→ GOAL
Copy out every line in the material below that contains the string "green". The match is case-sensitive.

→ DATASET ROWS
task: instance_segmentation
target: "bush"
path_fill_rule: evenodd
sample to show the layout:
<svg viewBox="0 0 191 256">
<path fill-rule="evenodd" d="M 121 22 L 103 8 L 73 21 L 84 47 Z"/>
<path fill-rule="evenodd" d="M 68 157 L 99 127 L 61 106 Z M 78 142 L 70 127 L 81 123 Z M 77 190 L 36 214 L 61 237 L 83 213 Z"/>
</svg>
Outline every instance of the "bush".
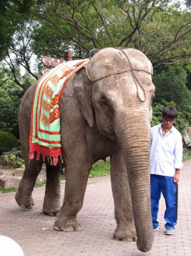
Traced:
<svg viewBox="0 0 191 256">
<path fill-rule="evenodd" d="M 6 165 L 13 168 L 24 168 L 24 160 L 21 157 L 17 157 L 15 154 L 5 154 L 4 160 Z"/>
<path fill-rule="evenodd" d="M 0 152 L 9 151 L 12 147 L 15 147 L 18 141 L 15 136 L 7 132 L 0 131 Z"/>
</svg>

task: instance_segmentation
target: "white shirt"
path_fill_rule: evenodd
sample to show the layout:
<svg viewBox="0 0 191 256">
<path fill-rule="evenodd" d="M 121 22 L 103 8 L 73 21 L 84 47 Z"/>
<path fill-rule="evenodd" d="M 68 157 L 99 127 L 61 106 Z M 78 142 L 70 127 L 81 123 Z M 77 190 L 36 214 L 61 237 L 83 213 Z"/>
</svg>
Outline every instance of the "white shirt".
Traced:
<svg viewBox="0 0 191 256">
<path fill-rule="evenodd" d="M 175 169 L 183 166 L 182 136 L 172 126 L 163 137 L 161 125 L 151 128 L 151 174 L 174 177 Z"/>
</svg>

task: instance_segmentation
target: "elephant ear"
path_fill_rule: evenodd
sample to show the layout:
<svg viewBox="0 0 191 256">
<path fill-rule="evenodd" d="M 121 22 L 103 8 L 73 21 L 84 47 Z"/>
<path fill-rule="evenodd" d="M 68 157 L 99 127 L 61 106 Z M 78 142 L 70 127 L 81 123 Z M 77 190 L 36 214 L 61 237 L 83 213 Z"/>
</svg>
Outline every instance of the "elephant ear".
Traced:
<svg viewBox="0 0 191 256">
<path fill-rule="evenodd" d="M 93 126 L 93 113 L 91 102 L 92 85 L 87 76 L 85 68 L 74 75 L 74 90 L 77 104 L 91 127 Z"/>
</svg>

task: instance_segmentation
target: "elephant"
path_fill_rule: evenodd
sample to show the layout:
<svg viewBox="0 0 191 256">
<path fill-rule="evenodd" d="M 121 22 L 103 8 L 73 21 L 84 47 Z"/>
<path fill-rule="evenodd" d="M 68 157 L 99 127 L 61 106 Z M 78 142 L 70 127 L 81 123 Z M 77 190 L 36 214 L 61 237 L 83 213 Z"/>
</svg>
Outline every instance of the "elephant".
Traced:
<svg viewBox="0 0 191 256">
<path fill-rule="evenodd" d="M 59 165 L 46 165 L 43 212 L 57 216 L 55 229 L 82 229 L 82 207 L 89 172 L 99 159 L 110 157 L 116 240 L 136 241 L 151 249 L 153 231 L 150 207 L 151 103 L 155 87 L 152 66 L 138 50 L 108 47 L 98 51 L 67 81 L 60 102 L 62 154 L 66 175 L 60 208 Z M 20 141 L 25 169 L 15 199 L 23 209 L 34 205 L 32 193 L 43 160 L 29 158 L 31 108 L 37 84 L 25 93 L 19 110 Z"/>
</svg>

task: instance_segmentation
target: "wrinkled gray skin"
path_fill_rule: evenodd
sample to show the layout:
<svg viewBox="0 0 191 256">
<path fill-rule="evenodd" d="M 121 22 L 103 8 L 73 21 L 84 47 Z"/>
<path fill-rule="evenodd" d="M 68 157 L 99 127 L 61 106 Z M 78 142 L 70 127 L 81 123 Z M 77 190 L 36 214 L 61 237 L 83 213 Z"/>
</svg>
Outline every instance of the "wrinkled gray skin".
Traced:
<svg viewBox="0 0 191 256">
<path fill-rule="evenodd" d="M 126 49 L 135 69 L 152 72 L 147 57 L 136 50 Z M 104 49 L 91 59 L 87 72 L 92 80 L 129 69 L 123 53 Z M 117 228 L 114 237 L 136 240 L 142 252 L 153 241 L 150 190 L 151 104 L 154 92 L 151 75 L 135 71 L 146 92 L 146 101 L 138 96 L 130 71 L 112 75 L 91 85 L 83 68 L 67 82 L 60 104 L 63 157 L 66 172 L 64 199 L 60 210 L 58 165 L 47 165 L 43 212 L 57 215 L 56 230 L 81 230 L 76 215 L 82 206 L 92 164 L 110 156 L 111 180 Z M 29 162 L 31 106 L 36 85 L 24 96 L 19 112 L 19 127 L 26 166 L 15 197 L 23 209 L 34 205 L 32 192 L 42 160 Z M 144 97 L 140 91 L 140 98 Z M 151 114 L 152 115 L 152 114 Z M 135 231 L 136 229 L 136 231 Z"/>
</svg>

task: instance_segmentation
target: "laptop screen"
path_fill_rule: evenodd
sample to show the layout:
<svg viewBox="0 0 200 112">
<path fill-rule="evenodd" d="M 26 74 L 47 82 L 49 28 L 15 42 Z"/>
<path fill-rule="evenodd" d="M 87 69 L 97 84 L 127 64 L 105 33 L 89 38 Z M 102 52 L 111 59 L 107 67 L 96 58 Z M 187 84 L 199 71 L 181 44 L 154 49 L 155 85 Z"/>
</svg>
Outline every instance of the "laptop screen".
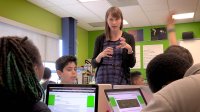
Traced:
<svg viewBox="0 0 200 112">
<path fill-rule="evenodd" d="M 49 84 L 46 104 L 52 112 L 97 112 L 98 85 Z"/>
<path fill-rule="evenodd" d="M 141 112 L 146 106 L 140 88 L 110 89 L 105 94 L 114 112 Z"/>
</svg>

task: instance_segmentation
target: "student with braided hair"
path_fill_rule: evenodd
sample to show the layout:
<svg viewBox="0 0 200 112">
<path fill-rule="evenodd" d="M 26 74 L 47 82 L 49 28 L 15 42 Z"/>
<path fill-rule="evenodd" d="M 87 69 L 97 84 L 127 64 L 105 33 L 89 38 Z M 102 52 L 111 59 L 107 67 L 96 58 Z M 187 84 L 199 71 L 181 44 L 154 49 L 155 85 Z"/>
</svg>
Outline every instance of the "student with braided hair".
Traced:
<svg viewBox="0 0 200 112">
<path fill-rule="evenodd" d="M 0 38 L 0 105 L 6 112 L 50 112 L 40 102 L 44 72 L 40 53 L 27 37 Z"/>
</svg>

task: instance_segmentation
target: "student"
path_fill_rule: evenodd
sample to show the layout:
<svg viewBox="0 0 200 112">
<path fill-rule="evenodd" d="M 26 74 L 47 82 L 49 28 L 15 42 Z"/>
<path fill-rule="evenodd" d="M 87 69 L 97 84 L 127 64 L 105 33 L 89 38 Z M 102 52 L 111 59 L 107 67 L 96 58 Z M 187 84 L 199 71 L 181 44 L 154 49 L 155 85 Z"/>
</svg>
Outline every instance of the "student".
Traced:
<svg viewBox="0 0 200 112">
<path fill-rule="evenodd" d="M 54 81 L 50 81 L 50 78 L 51 78 L 51 70 L 48 67 L 45 67 L 44 68 L 44 75 L 43 75 L 43 78 L 42 78 L 42 80 L 44 81 L 42 83 L 42 87 L 43 87 L 44 90 L 47 89 L 48 84 L 55 84 L 56 83 Z"/>
<path fill-rule="evenodd" d="M 40 102 L 43 95 L 38 80 L 44 67 L 41 56 L 27 37 L 0 38 L 0 105 L 6 112 L 50 112 Z"/>
<path fill-rule="evenodd" d="M 62 56 L 56 60 L 56 72 L 61 84 L 77 83 L 77 59 L 74 56 Z"/>
<path fill-rule="evenodd" d="M 105 16 L 105 33 L 96 38 L 92 66 L 96 83 L 130 84 L 130 67 L 135 65 L 134 37 L 122 31 L 123 15 L 111 7 Z"/>
<path fill-rule="evenodd" d="M 144 78 L 142 77 L 141 72 L 139 71 L 131 72 L 131 83 L 133 85 L 145 85 Z"/>
<path fill-rule="evenodd" d="M 195 75 L 195 74 L 200 74 L 200 63 L 197 63 L 193 66 L 191 66 L 186 72 L 184 77 L 190 76 L 190 75 Z"/>
<path fill-rule="evenodd" d="M 174 81 L 153 95 L 142 112 L 200 112 L 200 74 Z"/>
<path fill-rule="evenodd" d="M 167 84 L 183 78 L 190 63 L 174 53 L 163 53 L 154 57 L 147 65 L 147 82 L 153 93 Z"/>
</svg>

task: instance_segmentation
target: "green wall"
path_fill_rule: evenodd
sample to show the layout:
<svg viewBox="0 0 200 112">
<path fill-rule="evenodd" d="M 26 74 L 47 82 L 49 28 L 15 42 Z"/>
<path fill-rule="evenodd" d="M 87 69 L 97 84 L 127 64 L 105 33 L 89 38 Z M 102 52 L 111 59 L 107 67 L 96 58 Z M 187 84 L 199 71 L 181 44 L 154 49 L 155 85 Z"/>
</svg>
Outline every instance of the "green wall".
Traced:
<svg viewBox="0 0 200 112">
<path fill-rule="evenodd" d="M 133 30 L 133 29 L 143 29 L 143 34 L 144 34 L 144 41 L 142 42 L 136 42 L 136 45 L 140 45 L 140 51 L 141 51 L 141 69 L 132 69 L 138 70 L 142 72 L 144 78 L 146 78 L 146 73 L 145 69 L 143 69 L 143 45 L 152 45 L 152 44 L 163 44 L 164 50 L 169 46 L 168 40 L 158 40 L 158 41 L 151 41 L 151 28 L 156 28 L 156 27 L 163 27 L 163 26 L 148 26 L 148 27 L 139 27 L 139 28 L 128 28 L 124 29 L 124 31 L 128 30 Z M 184 23 L 184 24 L 177 24 L 176 25 L 176 36 L 178 40 L 181 40 L 182 38 L 182 32 L 187 32 L 187 31 L 193 31 L 194 32 L 194 37 L 200 38 L 200 22 L 193 22 L 193 23 Z M 94 43 L 96 37 L 101 34 L 103 31 L 89 31 L 89 42 L 88 42 L 88 57 L 92 58 L 93 55 L 93 49 L 94 49 Z"/>
<path fill-rule="evenodd" d="M 77 27 L 77 58 L 78 66 L 85 64 L 85 59 L 88 59 L 88 31 Z"/>
<path fill-rule="evenodd" d="M 61 18 L 26 0 L 0 0 L 0 16 L 61 35 Z"/>
<path fill-rule="evenodd" d="M 0 0 L 0 16 L 61 36 L 61 18 L 26 0 Z M 77 27 L 78 66 L 87 58 L 88 31 Z"/>
</svg>

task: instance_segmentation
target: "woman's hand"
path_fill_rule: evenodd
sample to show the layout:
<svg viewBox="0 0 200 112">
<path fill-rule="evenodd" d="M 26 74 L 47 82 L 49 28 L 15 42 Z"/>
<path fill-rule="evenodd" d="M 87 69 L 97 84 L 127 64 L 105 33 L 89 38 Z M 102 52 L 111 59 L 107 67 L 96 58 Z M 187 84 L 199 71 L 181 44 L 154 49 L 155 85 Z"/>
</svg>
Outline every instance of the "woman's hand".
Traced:
<svg viewBox="0 0 200 112">
<path fill-rule="evenodd" d="M 113 48 L 107 47 L 96 57 L 96 62 L 99 63 L 103 57 L 112 57 L 112 55 L 113 55 Z"/>
<path fill-rule="evenodd" d="M 112 47 L 107 47 L 99 55 L 101 56 L 101 58 L 103 58 L 103 57 L 112 57 L 113 48 Z"/>
<path fill-rule="evenodd" d="M 175 14 L 174 12 L 170 12 L 170 14 L 169 14 L 168 17 L 167 17 L 167 29 L 168 29 L 168 30 L 174 28 L 175 21 L 174 21 L 174 19 L 172 18 L 172 16 L 173 16 L 174 14 Z"/>
<path fill-rule="evenodd" d="M 117 48 L 125 48 L 128 50 L 128 54 L 131 54 L 133 52 L 132 47 L 126 43 L 126 39 L 123 37 L 120 37 L 120 44 L 117 46 Z"/>
</svg>

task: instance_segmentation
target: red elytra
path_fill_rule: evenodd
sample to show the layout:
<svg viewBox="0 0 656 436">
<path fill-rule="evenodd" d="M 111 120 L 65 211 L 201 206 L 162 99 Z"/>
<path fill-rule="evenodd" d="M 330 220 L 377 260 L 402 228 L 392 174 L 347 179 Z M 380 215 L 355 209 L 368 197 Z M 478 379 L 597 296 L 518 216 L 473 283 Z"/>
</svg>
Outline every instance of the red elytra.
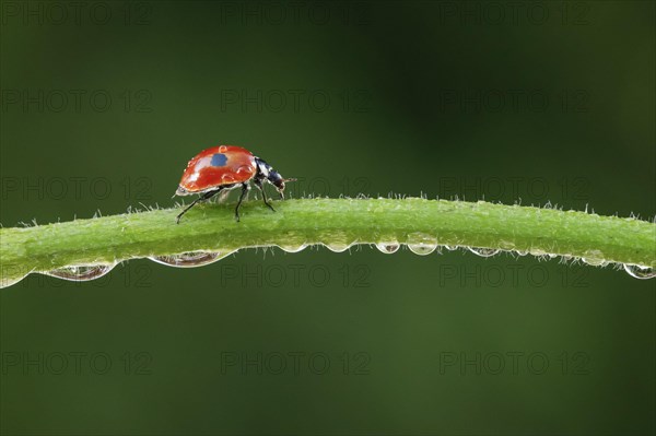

→ REPLY
target: "green wall"
Outline every instance of the "green wall".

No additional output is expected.